(Passage to read)

- The paper introduces Flower, a GFlowNet-based approach that replaces SFT to promote diversity and counter popularity bias in LLM recommenders.
- It details a prefix tree formulation with recursive state flow and token-level rewards derived via the SubTB objective for fine-grained process supervision.
- Experiments on Amazon datasets show that Flower achieves superior fairness and diversity while maintaining competitive accuracy compared to traditional SFT models.
This paper introduces Flower (Flow-guided fine-tuning recommender), a novel fine-tuning paradigm for LLM-based recommendation systems designed to overcome the limitations of traditional Supervised Fine-Tuning (SFT). The authors identify two primary issues with SFT in recommendation tasks:
- Limited Diversity: SFT's likelihood maximization objective encourages conventional, high-probability outputs, leading to homogeneous recommendations.
- Amplification of Popularity Bias: SFT reinforces biases present in training data, causing over-recommendation of popular items and reducing fairness towards niche items.
To address these issues, Flower replaces SFT with a framework based on Generative Flow Networks (GFlowNets). GFlowNets are designed to sample items with probabilities proportional to a given reward function, inherently promoting diversity.
Key Concepts and Implementation of Flower:
- Prefix Tree Formulation: The set of all possible item titles in the dataset is conceptualized as a prefix tree. Each path from the root to a leaf node represents a unique item title. States in the GFlowNet correspond to prefixes (partial token sequences), and actions correspond to appending the next valid token.
- State Flow Calculation: An item-level (outcome) reward Ro(y) is assigned to each item y, typically based on its frequency in the training data to match the empirical distribution. The flow F(s) for any state (prefix) s is calculated recursively as the sum of the flows of its child states, starting from the terminal states (complete items) where F(y)=Ro(y). This calculation leverages the tree structure and requires no additional learning.
- Token-level Process Reward: Using the calculated state flows, a token-level (process) reward Rp(st,at) is derived for transitioning from state st (prefix y≤t) to state st+1 (prefix y≤t+1) by generating token yt+1. This reward is defined as Rp(y≤t,yt+1)=F(st+1)/F(st).
- Process Supervision: Flower utilizes the Subtrajectory Balance (SubTB) objective from GFlowNets. This objective aligns the LLM's predicted probability distribution for the next token, πθ(yt+1∣x,y≤t), with the derived token-level reward distribution Rp(y≤t,yt+1). This provides fine-grained, process-level supervision during generation.
- Personalization: To incorporate user preferences, the token-level reward can be modified using a preference score pui (likelihood of user u liking item i) obtained from an auxiliary model (e.g., SASRec). Two variants are proposed: dividing the log reward by pui or multiplying the reward by pui before taking the logarithm.
- Combined Fine-tuning Loss: The final loss function for Flower combines the standard SFT cross-entropy loss with the GFlowNet SubTB objective, weighted by a hyperparameter λ:
LFlower=LSFT+λ∑LR(τm,n)
Experiments and Results:
- Experiments were conducted on Amazon datasets (CDs, Video Games, Movies) for next-item recommendation.
- Baselines included SASRec, BIGRec (SFT), Temp, D3, and IFairLRS.
- Metrics covered Accuracy (NDCG, HR), Fairness (DGU, MGU), and Diversity (Entropy, TTR).

(End Passage to read)
(Records shown)

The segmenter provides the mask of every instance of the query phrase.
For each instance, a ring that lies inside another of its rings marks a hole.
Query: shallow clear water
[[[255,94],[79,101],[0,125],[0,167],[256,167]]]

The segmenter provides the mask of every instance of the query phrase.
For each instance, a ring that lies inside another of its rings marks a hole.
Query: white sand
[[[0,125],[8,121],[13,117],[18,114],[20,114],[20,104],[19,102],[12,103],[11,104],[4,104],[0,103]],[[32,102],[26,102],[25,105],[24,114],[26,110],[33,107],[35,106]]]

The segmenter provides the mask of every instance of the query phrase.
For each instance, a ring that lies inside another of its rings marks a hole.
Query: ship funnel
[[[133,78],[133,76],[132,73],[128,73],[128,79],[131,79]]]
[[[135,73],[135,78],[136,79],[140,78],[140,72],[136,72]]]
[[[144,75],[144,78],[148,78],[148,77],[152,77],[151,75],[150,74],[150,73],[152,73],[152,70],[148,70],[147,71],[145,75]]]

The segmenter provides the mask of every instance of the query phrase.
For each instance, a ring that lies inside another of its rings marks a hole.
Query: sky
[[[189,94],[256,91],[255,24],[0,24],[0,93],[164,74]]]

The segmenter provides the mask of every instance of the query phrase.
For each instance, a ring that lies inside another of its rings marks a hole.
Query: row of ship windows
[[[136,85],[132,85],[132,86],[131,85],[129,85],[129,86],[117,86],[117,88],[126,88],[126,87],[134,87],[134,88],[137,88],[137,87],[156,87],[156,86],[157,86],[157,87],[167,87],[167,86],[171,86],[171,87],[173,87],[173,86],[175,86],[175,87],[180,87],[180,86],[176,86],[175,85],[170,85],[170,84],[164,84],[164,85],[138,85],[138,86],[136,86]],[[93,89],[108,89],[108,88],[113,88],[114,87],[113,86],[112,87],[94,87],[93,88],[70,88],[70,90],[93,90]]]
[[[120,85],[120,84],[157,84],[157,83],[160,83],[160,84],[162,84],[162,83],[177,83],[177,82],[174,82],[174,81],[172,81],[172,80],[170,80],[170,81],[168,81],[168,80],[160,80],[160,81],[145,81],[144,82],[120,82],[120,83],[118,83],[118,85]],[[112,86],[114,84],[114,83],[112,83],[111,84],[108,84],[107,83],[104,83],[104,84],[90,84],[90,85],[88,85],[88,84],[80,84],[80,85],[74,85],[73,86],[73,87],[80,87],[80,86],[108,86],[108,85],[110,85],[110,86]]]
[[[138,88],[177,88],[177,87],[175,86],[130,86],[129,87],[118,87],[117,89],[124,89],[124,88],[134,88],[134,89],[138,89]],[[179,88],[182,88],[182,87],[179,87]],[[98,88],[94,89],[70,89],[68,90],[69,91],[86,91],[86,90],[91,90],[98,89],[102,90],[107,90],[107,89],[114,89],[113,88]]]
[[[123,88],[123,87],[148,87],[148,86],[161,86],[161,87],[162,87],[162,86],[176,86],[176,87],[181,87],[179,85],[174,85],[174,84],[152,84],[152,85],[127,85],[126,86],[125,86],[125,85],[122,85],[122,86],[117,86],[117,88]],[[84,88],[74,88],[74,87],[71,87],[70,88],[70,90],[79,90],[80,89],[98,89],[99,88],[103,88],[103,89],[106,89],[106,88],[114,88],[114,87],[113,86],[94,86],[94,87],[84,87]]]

(End Records shown)

Instructions for the task — Rewrite the Flower summary starting at "- Token-level Process" and ending at "defined as Rp(y≤t,yt+1)=F(st+1)/F(st).", changing "calculated" to "computed".

Answer space —
- Token-level Process Reward: Using the computed state flows, a token-level (process) reward Rp(st,at) is derived for transitioning from state st (prefix y≤t) to state st+1 (prefix y≤t+1) by generating token yt+1. This reward is defined as Rp(y≤t,yt+1)=F(st+1)/F(st).